## REQUIREMENT
Copy every line below exactly.

## RECORDS FOR THIS TASK
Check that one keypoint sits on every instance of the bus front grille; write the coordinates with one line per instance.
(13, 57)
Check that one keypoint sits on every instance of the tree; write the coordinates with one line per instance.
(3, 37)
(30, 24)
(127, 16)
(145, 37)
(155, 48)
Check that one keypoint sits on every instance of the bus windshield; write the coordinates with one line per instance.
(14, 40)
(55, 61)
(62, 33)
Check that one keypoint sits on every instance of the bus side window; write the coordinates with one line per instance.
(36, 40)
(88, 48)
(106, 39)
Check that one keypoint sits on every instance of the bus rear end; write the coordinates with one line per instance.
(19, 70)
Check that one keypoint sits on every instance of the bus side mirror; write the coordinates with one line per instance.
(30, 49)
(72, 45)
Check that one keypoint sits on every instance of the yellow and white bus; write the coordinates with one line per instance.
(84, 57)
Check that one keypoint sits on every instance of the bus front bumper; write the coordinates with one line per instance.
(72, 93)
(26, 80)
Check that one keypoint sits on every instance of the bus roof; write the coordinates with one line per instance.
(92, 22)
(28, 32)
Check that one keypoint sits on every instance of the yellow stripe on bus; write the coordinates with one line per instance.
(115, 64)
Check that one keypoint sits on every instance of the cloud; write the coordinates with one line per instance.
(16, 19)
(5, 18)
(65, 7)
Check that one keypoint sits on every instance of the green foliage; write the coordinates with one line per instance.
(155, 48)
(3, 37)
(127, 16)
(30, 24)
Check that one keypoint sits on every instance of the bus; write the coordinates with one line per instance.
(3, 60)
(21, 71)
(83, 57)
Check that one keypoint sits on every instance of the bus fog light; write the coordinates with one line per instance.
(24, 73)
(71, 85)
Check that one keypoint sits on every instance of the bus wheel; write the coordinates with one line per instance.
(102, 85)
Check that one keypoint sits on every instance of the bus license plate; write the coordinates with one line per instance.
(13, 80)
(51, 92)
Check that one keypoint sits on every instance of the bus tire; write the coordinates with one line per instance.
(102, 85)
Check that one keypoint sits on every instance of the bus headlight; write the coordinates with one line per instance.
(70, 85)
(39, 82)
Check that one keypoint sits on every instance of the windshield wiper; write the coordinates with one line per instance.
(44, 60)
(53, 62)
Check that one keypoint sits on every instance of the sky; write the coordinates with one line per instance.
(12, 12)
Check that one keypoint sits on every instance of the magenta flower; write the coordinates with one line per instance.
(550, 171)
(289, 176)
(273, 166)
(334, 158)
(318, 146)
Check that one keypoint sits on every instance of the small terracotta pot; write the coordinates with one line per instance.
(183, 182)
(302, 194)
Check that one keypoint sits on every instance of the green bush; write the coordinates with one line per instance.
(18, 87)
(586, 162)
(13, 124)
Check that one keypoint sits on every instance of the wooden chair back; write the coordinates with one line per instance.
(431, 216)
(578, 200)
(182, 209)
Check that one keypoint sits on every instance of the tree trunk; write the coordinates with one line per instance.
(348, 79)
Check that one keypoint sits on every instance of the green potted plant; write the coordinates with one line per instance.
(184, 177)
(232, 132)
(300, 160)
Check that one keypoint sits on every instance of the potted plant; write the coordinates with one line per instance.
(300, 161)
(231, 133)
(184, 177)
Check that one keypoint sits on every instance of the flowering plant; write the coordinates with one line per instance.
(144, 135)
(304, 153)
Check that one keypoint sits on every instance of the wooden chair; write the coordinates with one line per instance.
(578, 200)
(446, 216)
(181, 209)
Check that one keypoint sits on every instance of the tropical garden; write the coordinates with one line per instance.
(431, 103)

## ANSWER TO THE PROBLEM
Check that one keypoint sits on every instance of the bus front grille; write the coordinates with one line per instance.
(13, 57)
Check that one keypoint sits on every instance of the tree; write the coordinates with one line per instance.
(3, 37)
(30, 24)
(127, 16)
(145, 37)
(155, 48)
Check that one keypoint sits on every instance of the bus windshield; write the coordinates with one line per instance.
(14, 40)
(55, 61)
(62, 33)
Check that one keypoint sits on every instance of the bus side window; write the coordinates with one line per instance.
(36, 40)
(88, 48)
(106, 39)
Check that one keypoint sits on every instance of the bus rear end; write the coordinates with one line per instance.
(19, 70)
Check that one keypoint sits on every instance of the bus side mirror; write the coordinates with one line per instance.
(30, 49)
(72, 45)
Check that one keypoint sits on every instance of the yellow and white bus; write the coordinates with one line per instance.
(84, 57)
Check that one keypoint sits on every instance of the bus front bumper; write the coordinates with one line per instance.
(72, 93)
(26, 80)
Check that one keypoint sits on every instance of the bus roof; write the coordinates with one line per instance.
(92, 22)
(28, 32)
Check that one keypoint sits on every instance of the yellow stripe on bus; write the coordinates with one line per instance.
(115, 64)
Check that one keypoint sits on every instance of the cloud; write the coordinates with one line per instance.
(16, 19)
(5, 18)
(65, 7)
Check that one keypoint sits on every instance of the green foliage; write the coordinates with one line per instance.
(155, 48)
(3, 37)
(127, 16)
(30, 24)
Check that one keypoint sits on every instance of the bus; write the coordinates with one line per instance.
(3, 60)
(21, 71)
(83, 57)
Check that one keypoint sits on every instance of the bus fog light; write the coordinates with one line per instance.
(24, 73)
(71, 85)
Check that one keypoint sits on every instance of the bus wheel; write the coordinates with one line per instance.
(102, 85)
Check that one keypoint sits on every instance of the bus license plate; write the coordinates with one line per instance.
(13, 80)
(51, 92)
Check that one keypoint sits on every instance of the bus tire; write the coordinates with one line per instance.
(102, 85)
Check that one keypoint sits on every instance of the bus headlight; write the coordinates with one line per instance.
(70, 85)
(39, 82)
Check that one keypoint sits on every instance of the windshield wiper; write the coordinates with one line per instance.
(44, 60)
(53, 62)
Check that one keypoint sits on every instance of the sky; write the coordinates with one line per instance.
(12, 12)
Check that one keypoint sits on every instance of the magenta flower; write the coordinates with one line per instance.
(550, 171)
(289, 176)
(273, 166)
(334, 158)
(318, 146)
Check that one keypoint sits on every instance of the small terracotta pot; write the coordinates with one line per instance.
(183, 182)
(302, 194)
Check that one keypoint sits on every instance of the green bush; write the coordinates with one line per instance.
(18, 87)
(586, 162)
(13, 124)
Check that one keypoint sits on every instance of the wooden chair back; write the coordinates with one line per instance.
(431, 216)
(578, 200)
(182, 209)
Check that one keypoint sits on every instance of the tree trunk; write the coordinates with one line per instance.
(348, 79)
Check that one keypoint sits on every instance of the green potted plant; write the coordinates with one line per instance.
(184, 177)
(232, 132)
(300, 160)
Check that one keypoint sits on every instance of the potted plant; write the coordinates with one line per instance.
(300, 161)
(231, 133)
(184, 177)
Check that one keypoint sits on every instance of the flowering plant; write the coordinates with one line per instance.
(144, 135)
(304, 153)
Check that one keypoint sits on every instance of the wooden chair; write the coordinates with one line per instance.
(578, 200)
(446, 216)
(181, 209)
Check that one keypoint sits on every instance of the tropical garden; write the coordinates with one line per instance.
(431, 103)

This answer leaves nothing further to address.